(Outlines of labeled areas)
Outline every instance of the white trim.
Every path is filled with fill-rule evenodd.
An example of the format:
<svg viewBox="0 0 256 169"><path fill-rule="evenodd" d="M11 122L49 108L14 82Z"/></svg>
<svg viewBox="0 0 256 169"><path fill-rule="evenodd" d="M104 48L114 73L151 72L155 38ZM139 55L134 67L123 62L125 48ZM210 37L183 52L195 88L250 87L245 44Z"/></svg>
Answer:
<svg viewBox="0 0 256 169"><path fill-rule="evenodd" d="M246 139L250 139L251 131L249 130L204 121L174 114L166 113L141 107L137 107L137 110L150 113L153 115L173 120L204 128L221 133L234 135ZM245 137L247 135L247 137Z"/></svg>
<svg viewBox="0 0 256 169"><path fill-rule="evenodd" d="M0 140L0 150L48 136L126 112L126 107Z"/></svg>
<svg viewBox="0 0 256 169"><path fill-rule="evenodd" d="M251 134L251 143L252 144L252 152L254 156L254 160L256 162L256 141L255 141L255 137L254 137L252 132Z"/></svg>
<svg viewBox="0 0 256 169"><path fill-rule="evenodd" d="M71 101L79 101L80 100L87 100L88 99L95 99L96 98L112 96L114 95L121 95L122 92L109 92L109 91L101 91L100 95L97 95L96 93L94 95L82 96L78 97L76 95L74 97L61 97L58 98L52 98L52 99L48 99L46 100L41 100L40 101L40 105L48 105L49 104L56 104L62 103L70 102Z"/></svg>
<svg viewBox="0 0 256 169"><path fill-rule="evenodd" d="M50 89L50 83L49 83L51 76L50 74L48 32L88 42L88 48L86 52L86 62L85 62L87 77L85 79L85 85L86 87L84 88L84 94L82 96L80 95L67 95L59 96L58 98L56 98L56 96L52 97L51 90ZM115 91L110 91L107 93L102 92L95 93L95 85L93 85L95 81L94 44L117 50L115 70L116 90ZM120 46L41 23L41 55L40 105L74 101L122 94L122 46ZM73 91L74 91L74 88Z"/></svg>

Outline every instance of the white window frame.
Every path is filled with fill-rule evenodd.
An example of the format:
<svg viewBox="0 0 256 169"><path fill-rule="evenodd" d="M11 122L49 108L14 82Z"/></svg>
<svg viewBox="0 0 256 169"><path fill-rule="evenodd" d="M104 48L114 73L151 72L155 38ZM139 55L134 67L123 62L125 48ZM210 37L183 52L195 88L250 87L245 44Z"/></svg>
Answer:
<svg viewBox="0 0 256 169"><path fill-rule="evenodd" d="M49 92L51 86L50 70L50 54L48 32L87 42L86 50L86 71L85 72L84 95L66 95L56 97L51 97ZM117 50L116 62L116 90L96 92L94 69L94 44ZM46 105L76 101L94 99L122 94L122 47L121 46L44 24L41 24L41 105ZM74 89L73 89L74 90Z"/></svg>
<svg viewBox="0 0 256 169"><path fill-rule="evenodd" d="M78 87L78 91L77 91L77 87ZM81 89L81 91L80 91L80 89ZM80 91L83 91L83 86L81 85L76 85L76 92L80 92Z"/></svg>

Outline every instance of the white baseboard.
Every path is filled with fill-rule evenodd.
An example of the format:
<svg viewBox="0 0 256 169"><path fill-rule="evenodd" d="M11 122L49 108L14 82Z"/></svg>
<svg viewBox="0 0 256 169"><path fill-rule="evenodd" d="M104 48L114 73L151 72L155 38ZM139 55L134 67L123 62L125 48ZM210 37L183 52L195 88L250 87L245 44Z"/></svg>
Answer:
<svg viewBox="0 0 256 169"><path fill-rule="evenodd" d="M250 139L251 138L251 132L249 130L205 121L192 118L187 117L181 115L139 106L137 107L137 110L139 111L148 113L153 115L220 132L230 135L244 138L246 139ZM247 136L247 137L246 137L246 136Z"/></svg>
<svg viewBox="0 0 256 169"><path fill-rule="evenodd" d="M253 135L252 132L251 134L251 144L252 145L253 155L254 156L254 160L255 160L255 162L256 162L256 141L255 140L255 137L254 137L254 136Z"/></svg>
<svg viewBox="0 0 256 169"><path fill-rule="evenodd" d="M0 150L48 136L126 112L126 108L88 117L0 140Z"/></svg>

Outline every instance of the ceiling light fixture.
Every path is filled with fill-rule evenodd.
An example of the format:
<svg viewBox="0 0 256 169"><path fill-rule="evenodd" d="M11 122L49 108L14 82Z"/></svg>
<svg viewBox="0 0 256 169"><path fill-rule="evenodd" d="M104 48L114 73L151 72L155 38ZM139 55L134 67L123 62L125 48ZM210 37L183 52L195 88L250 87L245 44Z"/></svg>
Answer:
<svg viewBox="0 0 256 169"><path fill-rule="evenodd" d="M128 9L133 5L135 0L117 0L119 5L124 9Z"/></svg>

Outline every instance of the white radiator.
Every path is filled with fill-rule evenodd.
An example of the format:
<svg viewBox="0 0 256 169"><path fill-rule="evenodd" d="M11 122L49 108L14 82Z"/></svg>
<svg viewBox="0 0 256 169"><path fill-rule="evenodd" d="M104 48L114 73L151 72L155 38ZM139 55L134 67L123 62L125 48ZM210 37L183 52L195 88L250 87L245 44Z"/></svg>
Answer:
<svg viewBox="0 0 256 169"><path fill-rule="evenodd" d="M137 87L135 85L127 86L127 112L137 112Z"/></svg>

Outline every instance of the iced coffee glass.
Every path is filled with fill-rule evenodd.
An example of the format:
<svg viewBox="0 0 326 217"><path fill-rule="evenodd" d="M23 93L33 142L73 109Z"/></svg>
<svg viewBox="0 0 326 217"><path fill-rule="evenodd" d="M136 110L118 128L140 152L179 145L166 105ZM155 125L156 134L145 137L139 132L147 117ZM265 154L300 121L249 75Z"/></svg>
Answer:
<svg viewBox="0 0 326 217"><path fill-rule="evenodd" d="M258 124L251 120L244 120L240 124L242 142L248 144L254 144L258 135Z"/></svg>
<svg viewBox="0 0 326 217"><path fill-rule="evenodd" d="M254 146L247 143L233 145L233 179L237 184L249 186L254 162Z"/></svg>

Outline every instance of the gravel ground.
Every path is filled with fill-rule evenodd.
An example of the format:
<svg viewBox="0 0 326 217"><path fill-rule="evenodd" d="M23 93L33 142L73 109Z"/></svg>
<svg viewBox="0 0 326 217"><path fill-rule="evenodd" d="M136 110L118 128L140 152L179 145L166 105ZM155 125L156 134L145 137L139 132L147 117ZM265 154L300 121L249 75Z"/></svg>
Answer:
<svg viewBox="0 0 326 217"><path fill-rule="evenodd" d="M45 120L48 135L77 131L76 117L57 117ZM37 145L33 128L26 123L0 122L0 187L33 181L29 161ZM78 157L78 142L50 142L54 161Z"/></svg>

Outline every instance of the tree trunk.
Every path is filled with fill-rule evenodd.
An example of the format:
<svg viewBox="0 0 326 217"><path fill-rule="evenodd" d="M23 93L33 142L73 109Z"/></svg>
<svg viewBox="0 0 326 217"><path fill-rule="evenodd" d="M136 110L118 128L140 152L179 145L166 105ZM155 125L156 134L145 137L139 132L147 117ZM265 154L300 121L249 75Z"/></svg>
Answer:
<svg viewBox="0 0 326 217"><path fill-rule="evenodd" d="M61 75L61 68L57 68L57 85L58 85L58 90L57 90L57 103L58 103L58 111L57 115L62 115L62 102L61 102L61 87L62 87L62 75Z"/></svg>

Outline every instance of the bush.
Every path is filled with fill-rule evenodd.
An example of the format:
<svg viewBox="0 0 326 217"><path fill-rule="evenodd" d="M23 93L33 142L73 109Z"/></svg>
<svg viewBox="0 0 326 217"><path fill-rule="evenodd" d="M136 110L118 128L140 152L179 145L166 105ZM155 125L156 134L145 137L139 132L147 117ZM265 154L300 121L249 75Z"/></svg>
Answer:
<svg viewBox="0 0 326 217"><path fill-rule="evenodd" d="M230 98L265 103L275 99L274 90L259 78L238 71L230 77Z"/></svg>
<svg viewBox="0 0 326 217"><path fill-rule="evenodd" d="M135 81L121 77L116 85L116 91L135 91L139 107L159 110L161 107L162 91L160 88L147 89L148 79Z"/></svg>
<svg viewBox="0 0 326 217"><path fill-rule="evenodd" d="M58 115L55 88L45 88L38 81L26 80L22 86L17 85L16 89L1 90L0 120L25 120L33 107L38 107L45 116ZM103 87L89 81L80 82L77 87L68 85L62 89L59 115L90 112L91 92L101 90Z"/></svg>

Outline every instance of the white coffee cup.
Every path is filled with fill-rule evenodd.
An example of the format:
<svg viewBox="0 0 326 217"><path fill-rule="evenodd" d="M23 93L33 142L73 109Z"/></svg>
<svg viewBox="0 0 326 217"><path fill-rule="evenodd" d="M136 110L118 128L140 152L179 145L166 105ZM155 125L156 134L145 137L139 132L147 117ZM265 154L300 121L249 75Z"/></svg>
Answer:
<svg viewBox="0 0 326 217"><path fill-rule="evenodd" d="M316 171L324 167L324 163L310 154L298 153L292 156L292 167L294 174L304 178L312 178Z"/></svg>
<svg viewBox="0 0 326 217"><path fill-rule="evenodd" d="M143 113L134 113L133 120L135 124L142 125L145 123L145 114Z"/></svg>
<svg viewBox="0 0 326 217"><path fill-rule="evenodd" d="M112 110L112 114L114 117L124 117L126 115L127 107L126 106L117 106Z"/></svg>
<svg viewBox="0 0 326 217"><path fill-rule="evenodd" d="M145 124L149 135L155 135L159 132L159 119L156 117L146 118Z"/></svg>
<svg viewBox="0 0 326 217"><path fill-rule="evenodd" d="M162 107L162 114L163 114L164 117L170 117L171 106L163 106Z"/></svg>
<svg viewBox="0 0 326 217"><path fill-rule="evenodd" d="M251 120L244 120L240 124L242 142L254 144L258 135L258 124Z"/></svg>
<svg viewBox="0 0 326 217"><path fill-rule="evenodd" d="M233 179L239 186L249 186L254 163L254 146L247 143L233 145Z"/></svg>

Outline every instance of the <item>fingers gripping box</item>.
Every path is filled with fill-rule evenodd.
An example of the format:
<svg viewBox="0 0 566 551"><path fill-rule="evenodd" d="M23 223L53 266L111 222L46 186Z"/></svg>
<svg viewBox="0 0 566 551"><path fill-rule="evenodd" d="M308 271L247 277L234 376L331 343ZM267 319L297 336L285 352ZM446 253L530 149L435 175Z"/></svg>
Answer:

The exercise: Format the lines as a JSON array of strings, one string per line and no blank lines. Begin at the line that contains "Outline every instance of the white coffee" and stop after the line that contains "107L162 114L163 114L164".

Task response:
[
  "Outline every instance of the white coffee cup.",
  "Every path is filled with fill-rule evenodd.",
  "An example of the format:",
  "<svg viewBox=\"0 0 326 217\"><path fill-rule=\"evenodd\" d=\"M23 93L33 142L73 109Z\"/></svg>",
  "<svg viewBox=\"0 0 326 217\"><path fill-rule=\"evenodd\" d=\"M136 110L118 128L140 152L179 145L166 105ZM155 125L156 134L145 137L139 132L147 117ZM265 154L300 121L249 75Z\"/></svg>",
  "Answer:",
  "<svg viewBox=\"0 0 326 217\"><path fill-rule=\"evenodd\" d=\"M316 171L324 167L324 163L310 154L298 153L292 156L292 167L294 174L304 178L312 178Z\"/></svg>",
  "<svg viewBox=\"0 0 326 217\"><path fill-rule=\"evenodd\" d=\"M143 113L134 113L133 120L135 124L142 125L145 123L145 114Z\"/></svg>",
  "<svg viewBox=\"0 0 326 217\"><path fill-rule=\"evenodd\" d=\"M112 110L112 114L114 117L124 117L126 115L127 107L126 106L117 106Z\"/></svg>",
  "<svg viewBox=\"0 0 326 217\"><path fill-rule=\"evenodd\" d=\"M145 124L149 135L155 135L159 132L159 119L156 117L146 118Z\"/></svg>",
  "<svg viewBox=\"0 0 326 217\"><path fill-rule=\"evenodd\" d=\"M162 107L162 114L163 114L164 117L170 117L171 106L163 106Z\"/></svg>"
]